The data:
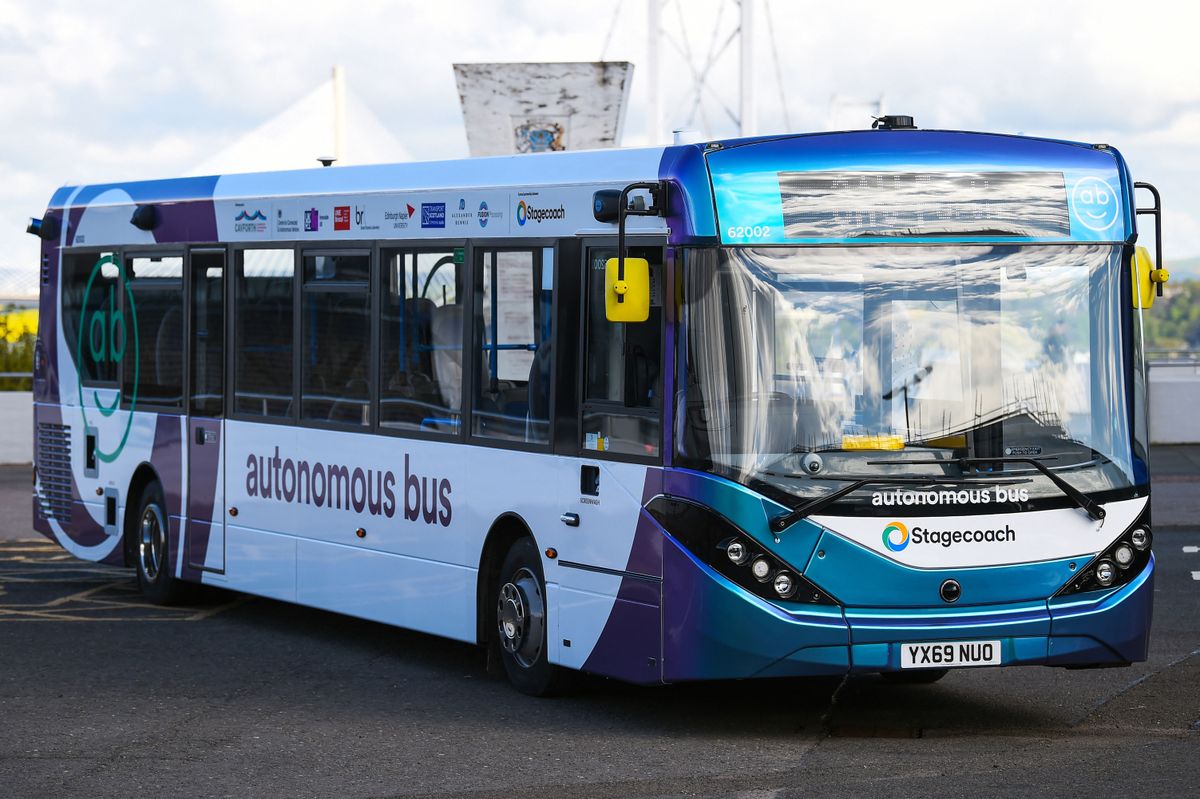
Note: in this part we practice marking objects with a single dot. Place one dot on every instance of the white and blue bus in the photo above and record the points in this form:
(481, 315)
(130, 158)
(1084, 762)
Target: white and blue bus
(876, 402)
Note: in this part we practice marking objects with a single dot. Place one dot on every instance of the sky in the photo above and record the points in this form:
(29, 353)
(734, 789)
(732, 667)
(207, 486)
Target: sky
(133, 89)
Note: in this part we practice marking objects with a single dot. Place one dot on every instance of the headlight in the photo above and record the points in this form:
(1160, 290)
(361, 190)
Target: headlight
(784, 584)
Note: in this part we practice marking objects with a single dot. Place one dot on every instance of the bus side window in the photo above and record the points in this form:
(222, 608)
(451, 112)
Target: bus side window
(157, 289)
(263, 317)
(623, 367)
(514, 336)
(420, 340)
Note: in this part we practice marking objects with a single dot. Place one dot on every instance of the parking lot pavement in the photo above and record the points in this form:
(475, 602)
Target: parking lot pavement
(103, 695)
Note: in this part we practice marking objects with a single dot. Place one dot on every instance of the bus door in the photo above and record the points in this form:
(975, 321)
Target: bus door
(616, 580)
(205, 424)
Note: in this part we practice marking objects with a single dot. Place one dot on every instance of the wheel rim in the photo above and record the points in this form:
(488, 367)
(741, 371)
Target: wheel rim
(153, 546)
(521, 616)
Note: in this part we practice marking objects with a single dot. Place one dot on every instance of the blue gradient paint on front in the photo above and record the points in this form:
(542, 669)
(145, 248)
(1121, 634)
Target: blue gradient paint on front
(745, 179)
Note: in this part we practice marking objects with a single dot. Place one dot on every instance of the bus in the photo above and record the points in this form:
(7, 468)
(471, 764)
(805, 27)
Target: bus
(810, 404)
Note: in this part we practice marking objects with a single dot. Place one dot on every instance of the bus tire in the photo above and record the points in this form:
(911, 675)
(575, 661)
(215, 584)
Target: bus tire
(520, 624)
(151, 550)
(915, 677)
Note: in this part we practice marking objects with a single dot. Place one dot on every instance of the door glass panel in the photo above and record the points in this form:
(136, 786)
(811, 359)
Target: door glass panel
(514, 338)
(208, 334)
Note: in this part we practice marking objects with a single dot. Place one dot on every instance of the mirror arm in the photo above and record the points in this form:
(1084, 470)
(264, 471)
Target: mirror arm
(1156, 211)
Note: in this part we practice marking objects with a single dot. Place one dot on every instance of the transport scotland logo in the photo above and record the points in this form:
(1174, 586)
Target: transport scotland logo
(895, 536)
(105, 334)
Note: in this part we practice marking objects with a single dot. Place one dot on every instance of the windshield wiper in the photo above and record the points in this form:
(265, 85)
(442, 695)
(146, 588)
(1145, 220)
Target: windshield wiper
(1089, 505)
(785, 521)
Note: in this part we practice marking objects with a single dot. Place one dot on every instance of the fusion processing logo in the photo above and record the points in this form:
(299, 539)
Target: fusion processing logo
(106, 330)
(895, 536)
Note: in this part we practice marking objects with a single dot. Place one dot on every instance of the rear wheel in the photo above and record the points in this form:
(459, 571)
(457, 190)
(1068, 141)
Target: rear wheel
(154, 556)
(915, 677)
(520, 624)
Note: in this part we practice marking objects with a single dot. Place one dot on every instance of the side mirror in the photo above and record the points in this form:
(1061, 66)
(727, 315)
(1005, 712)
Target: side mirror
(627, 298)
(1146, 278)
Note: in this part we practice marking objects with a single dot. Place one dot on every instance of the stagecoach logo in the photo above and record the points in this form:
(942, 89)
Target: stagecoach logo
(897, 536)
(1095, 203)
(106, 331)
(433, 215)
(399, 217)
(250, 221)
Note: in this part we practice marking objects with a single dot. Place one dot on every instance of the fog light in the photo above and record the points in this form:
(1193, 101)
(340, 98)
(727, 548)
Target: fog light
(737, 552)
(785, 584)
(1140, 539)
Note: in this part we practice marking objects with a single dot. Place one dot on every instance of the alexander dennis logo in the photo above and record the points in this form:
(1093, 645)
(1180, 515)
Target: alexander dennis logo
(895, 536)
(106, 330)
(1095, 203)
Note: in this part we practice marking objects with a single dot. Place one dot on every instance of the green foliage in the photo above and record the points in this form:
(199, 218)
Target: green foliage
(1174, 323)
(16, 353)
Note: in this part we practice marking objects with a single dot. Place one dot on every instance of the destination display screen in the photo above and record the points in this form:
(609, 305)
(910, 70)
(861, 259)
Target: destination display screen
(904, 204)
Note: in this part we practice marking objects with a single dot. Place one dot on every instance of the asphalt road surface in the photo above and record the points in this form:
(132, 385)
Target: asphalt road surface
(102, 695)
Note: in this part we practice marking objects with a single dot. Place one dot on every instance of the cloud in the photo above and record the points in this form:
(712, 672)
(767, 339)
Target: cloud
(135, 89)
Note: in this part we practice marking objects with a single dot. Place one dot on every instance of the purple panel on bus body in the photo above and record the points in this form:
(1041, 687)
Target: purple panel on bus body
(192, 222)
(629, 647)
(167, 460)
(204, 468)
(690, 215)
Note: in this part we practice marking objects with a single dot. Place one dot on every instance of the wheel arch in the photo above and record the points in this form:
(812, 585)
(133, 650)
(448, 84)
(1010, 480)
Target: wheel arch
(144, 475)
(505, 530)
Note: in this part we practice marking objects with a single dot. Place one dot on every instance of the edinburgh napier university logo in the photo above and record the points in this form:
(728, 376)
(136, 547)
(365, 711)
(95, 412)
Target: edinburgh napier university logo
(106, 330)
(897, 536)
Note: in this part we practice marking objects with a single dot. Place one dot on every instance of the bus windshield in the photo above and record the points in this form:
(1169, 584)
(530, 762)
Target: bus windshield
(804, 367)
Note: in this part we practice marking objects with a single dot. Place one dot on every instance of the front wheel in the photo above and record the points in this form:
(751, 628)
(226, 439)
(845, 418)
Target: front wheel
(521, 624)
(155, 559)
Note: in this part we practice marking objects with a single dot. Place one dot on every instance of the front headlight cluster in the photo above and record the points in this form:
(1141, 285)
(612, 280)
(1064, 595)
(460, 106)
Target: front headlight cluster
(1117, 565)
(735, 554)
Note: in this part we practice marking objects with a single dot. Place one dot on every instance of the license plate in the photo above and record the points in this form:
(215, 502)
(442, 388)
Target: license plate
(949, 654)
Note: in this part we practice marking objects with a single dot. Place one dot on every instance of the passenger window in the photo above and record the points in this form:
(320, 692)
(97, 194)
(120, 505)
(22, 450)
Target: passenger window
(420, 341)
(105, 337)
(154, 366)
(514, 344)
(335, 353)
(263, 319)
(623, 367)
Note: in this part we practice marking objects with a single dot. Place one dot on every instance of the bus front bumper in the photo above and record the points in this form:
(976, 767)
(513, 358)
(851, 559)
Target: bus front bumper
(715, 630)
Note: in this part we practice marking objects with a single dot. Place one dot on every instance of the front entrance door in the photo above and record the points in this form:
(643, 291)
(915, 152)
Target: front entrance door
(205, 424)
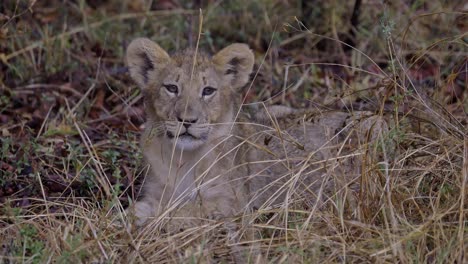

Task instructions: Each entry above should be returned exactly as written, minus its pictures.

Exercise solution:
Note: in this part we practice marking objects with a single dot. Place one dot on every instance of the white and blue bus in the photo above and record the points in this form:
(481, 315)
(130, 158)
(1084, 762)
Target: white and blue bus
(876, 402)
Note: in this part we practice marking objects with a single dot. Place one dot on every instance of the sky in the photo above and record the points in this form:
(29, 353)
(734, 789)
(732, 667)
(207, 486)
Target: sky
(133, 89)
Note: in this part we practice marking objects with a single dot. Place one dot on every instance of the headlight in the photo above and record the points in this form:
(1160, 290)
(361, 190)
Target: headlight
(784, 584)
Note: in this part we practice marking objects with a single dot. Place one dot on every instance of the bus side window in the photo above and record the points in this form:
(222, 608)
(451, 112)
Target: bus side window
(157, 289)
(263, 317)
(623, 367)
(514, 336)
(420, 340)
Note: in this part we practice marking objects with a single dot. Place one dot on every instance of the parking lot pavement in the photo above and record the points in this form:
(475, 602)
Target: parking lot pavement
(103, 695)
Note: in this part we practice marking objects with a single dot. Place one dot on every instance of the bus door in the photo above and record the points in this form:
(975, 321)
Target: bus door
(616, 580)
(205, 424)
Note: in this part we practice marking objects with a single dot. Place one dot on every instance of the wheel rim in the photo above and record the points in this form:
(488, 367)
(741, 371)
Target: wheel rim
(153, 546)
(521, 616)
Note: in this part we practice marking objects with a single dot. Place one dot on every instance of the blue gradient paint on front in the photo above and record the points in this form:
(542, 669)
(145, 248)
(1121, 634)
Target: blue gradient paint on front
(745, 179)
Note: in this part we practice marking objects with a single dot. Place one dot on every instance of the bus in the photo above and record the points in this form:
(7, 468)
(471, 764)
(805, 27)
Target: bus
(810, 404)
Note: in this part we practice marking objects with a single dot. Place one dot on every instance of the bus tire in the photo above and record the points in this form:
(911, 675)
(575, 661)
(215, 584)
Target: bus tire
(520, 624)
(151, 550)
(915, 677)
Note: in this part we practice marking objects with a single dot. Place one dot on every instance of the door glass panel in the photo above and record the points in this form:
(136, 786)
(811, 359)
Target: door glass panel
(514, 338)
(208, 334)
Note: in this part we practice marking objects with a single dot. Place one dot on every instance of the mirror arm in the photo above and record the points in this form:
(1084, 470)
(264, 471)
Target: mirror arm
(1156, 211)
Note: in this part we practice marking objects with a single dot. Place one dot on every instance of the transport scotland logo in the photo above and record the points in this form:
(1174, 586)
Target: transport scotland logo
(895, 536)
(105, 334)
Note: in this part we practice marking objects with a single dot. Place one dot on every instance of the windshield wiper in the photo above and record the points in this form:
(265, 85)
(442, 695)
(146, 588)
(1145, 220)
Target: windshield wiper
(1089, 505)
(785, 521)
Note: in this part we practice marking objects with a single dot. Place one dot on every instance of the fusion processing logo in the photo above and record the points in this form:
(299, 539)
Target: fusion processing logo
(106, 330)
(895, 536)
Note: in this part we practice marking objects with a single dot. Place one dot on every instance of the rear wheel in the photo above and record the points in this form:
(459, 571)
(457, 190)
(1068, 141)
Target: rear wheel
(154, 556)
(915, 677)
(520, 624)
Note: in this part we practice marking objects with a single dot. Place one dot on every instance of the side mirror in the photo above and record the points in this form:
(1061, 66)
(727, 315)
(1005, 712)
Target: side mirror
(627, 298)
(1146, 278)
Note: in this part we practice marking objects with a single dot. Place one dot on every instance of the stagecoach logo in the photo above and record the points in this form:
(942, 89)
Target: stagecoach logo
(897, 536)
(1095, 203)
(106, 331)
(433, 215)
(399, 217)
(250, 221)
Note: in this part we practice marking objects with a single dot. Place one dot on every instance of the fog light in the photo above and record the points in this form:
(1193, 101)
(340, 98)
(727, 548)
Target: fog light
(737, 552)
(785, 584)
(1140, 539)
Note: in this part we practice marking objects with a single dot. Place one dot on every instance of the alexander dennis logo in the photo above and record the points in this form:
(1093, 645)
(1180, 515)
Target: alexander dennis logo
(895, 536)
(106, 330)
(1095, 203)
Note: in this part we practice marking objects with a single dot. Place one dot on every instance of the green foliage in the photo above and record the points in this form:
(199, 218)
Target: green foliage
(1174, 323)
(16, 353)
Note: in this part we practice marking objects with a single dot. Place one dot on every instance of the destination display screen in the photo above and record the points in this form:
(609, 305)
(910, 70)
(861, 259)
Target: destination display screen
(904, 204)
Note: in this part we practice marking objects with a single dot. Place one dot on every instance of the asphalt road surface in the photo above and record the points in this form:
(132, 385)
Target: asphalt road surface
(102, 695)
Note: in this part we practice marking objects with a single dot. Place one dot on every instance of the cloud in the photo above and record the points in this form:
(712, 672)
(767, 339)
Target: cloud
(135, 89)
Note: in this part we practice marking objects with a single dot. Place one dot on every instance of the purple panel on bus body in the photo above and record the points in this form:
(1041, 687)
Target: purple panel on bus body
(192, 222)
(629, 647)
(167, 460)
(204, 468)
(690, 215)
Note: in this part we practice marking objects with a single dot. Place one dot on every instance of the wheel arch in the photo above and record the points in this form:
(812, 585)
(133, 650)
(448, 84)
(1010, 480)
Target: wheel arch
(144, 475)
(505, 530)
Note: in this part we practice marking objects with a single dot. Place one dot on every instance of the edinburgh napier university logo in the photo above and record the points in this form:
(728, 376)
(136, 547)
(365, 711)
(95, 412)
Target: edinburgh napier university logo
(106, 330)
(897, 536)
Note: in this part we practice marking objects with a single dot. Place one dot on every instance of the bus windshield in the photo above and record the points in this form:
(1169, 584)
(530, 762)
Target: bus windshield
(804, 367)
Note: in this part we practice marking objects with a single dot. Place one dot on every instance of the front wheel in the photo above and record the points in this form:
(751, 628)
(226, 439)
(845, 418)
Target: front wheel
(521, 624)
(155, 559)
Note: in this part we practice marking objects with a single dot. Place one dot on every instance of the front headlight cluster in the photo above and record the points in this form:
(1141, 285)
(612, 280)
(1064, 595)
(460, 106)
Target: front headlight cluster
(1117, 565)
(735, 554)
Note: in this part we practice marking objects with a single dot. Place one dot on every instance of the license plate in the photo above and record the points in this form:
(215, 502)
(442, 388)
Target: license plate
(949, 654)
Note: in this part we practice marking objects with a single dot. Place one dot on every instance of the passenger window in the photo above and record the points in this form:
(320, 692)
(97, 194)
(120, 505)
(22, 450)
Target: passenger window
(420, 341)
(105, 337)
(154, 366)
(514, 344)
(335, 353)
(263, 319)
(623, 367)
Note: in this part we practice marking objects with a single dot. Place one dot on every instance of the bus front bumper in the photo above and record the points in this form:
(976, 767)
(513, 358)
(851, 559)
Target: bus front bumper
(715, 630)
Note: in this part we practice marking objects with a single dot. Place one dot on every instance of the front entrance door in the photo above and record the points in this form:
(643, 291)
(915, 152)
Target: front entrance door
(205, 424)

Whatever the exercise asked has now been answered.